文書抜粋 -
地球上の多くの生物は,有性生殖という,性の異なる二種類の生殖細胞の融合,精子と卵子の受精で命をつないでいます

有性生殖の特徴は,繁殖スピードが遅いことです。ヒトでいえば,妊娠出産のサイクルに約1年が必要です。細胞分裂や出芽(小芽または小突起が次第に大きくなって独立し,新個体を形成する)で個体数を増やす無性生殖と比べれば,長い時間が必要です。また,有性生殖は異性のパートナーを探し出して,交尾(性交)しなければならないという手間もかかります。とくに交尾(性交)は無防備な状態で行わなければならず,これは命を狙ってくる天敵がたくさんいる自然界で懸命に生きる動物にしてみれば,とても危険な行為になります。このように,性別を必要としない無性生殖と比べて多くの手間と危険を伴い,効率が悪い不利な方法でありながら,多くの生物はなぜ有性生殖で命をつないでいるのでしょうか。

データ抜粋 -
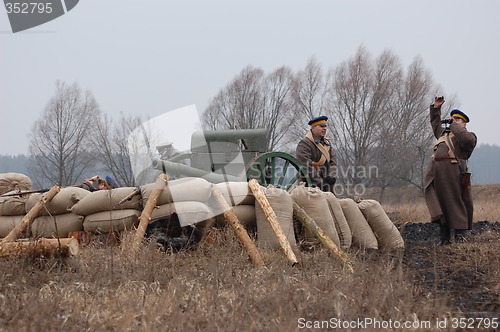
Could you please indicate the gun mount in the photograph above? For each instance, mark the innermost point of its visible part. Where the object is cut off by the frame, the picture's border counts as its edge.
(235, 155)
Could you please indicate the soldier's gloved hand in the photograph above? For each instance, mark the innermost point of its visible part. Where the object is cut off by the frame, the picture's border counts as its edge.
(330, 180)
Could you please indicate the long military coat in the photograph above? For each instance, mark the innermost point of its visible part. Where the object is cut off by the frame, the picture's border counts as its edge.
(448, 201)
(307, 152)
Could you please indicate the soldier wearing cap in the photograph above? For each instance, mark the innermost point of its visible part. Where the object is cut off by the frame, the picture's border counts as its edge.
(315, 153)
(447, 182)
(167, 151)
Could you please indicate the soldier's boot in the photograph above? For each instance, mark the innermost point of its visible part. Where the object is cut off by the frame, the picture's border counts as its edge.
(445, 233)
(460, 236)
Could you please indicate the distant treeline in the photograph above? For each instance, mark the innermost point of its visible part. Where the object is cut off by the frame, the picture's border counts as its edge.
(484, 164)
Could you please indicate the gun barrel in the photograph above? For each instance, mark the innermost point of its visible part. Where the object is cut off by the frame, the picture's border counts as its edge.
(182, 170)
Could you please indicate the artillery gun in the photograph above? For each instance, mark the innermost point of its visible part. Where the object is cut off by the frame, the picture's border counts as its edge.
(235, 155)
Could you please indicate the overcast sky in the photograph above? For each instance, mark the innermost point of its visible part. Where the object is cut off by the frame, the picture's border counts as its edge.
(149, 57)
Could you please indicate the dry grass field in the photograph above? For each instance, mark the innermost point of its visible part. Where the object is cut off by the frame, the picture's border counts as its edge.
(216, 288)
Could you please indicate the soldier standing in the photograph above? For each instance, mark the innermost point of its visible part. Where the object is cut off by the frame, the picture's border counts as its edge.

* * *

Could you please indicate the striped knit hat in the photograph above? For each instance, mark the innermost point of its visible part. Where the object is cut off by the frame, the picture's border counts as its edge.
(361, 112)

設問 -
a) 有性生殖についての文章から、「有性生殖の特徴は,繁殖スピー」で始まり「をつないでいるのでしょうか。」で終わる部分をそのまま書き写してください。
b) 有性生殖についての文章によると、ヒトの妊娠出産のサイクルにはどれくらいの期間が必要ですか。
c) 次の(i)～(iii)が有性生殖についての文章の内容と合っているかどうかを、はい・いいえで答えてください。それぞれ、判断の根拠となる文章中の語句をそのまま引用してください。
(i) 有性生殖は繁殖スピードが速い。
(ii) 交尾(性交)は無防備な状態で行わなければならない。
(iii) 出芽は、無性生殖で個体数を増やす方法として挙げられている。

解答 -
a)
有性生殖の特徴は,繁殖スピードが遅いことです。ヒトでいえば,妊娠出産のサイクルに約1年が必要です。細胞分裂や出芽(小芽または小突起が次第に大きくなって独立し,新個体を形成する)で個体数を増やす無性生殖と比べれば,長い時間が必要です。また,有性生殖は異性のパートナーを探し出して,交尾(性交)しなければならないという手間もかかります。とくに交尾(性交)は無防備な状態で行わなければならず,これは命を狙ってくる天敵がたくさんいる自然界で懸命に生きる動物にしてみれば,とても危険な行為になります。このように,性別を必要としない無性生殖と比べて多くの手間と危険を伴い,効率が悪い不利な方法でありながら,多くの生物はなぜ有性生殖で命をつないでいるのでしょうか。

b) 約1年です。

c)
(i) いいえ。「有性生殖の特徴は,繁殖スピードが遅いことです」
(ii) はい。「とくに交尾(性交)は無防備な状態で行わなければならず」
(iii) はい。「細胞分裂や出芽(小芽または小突起が次第に大きくなって独立し,新個体を形成する)で個体数を増やす無性生殖」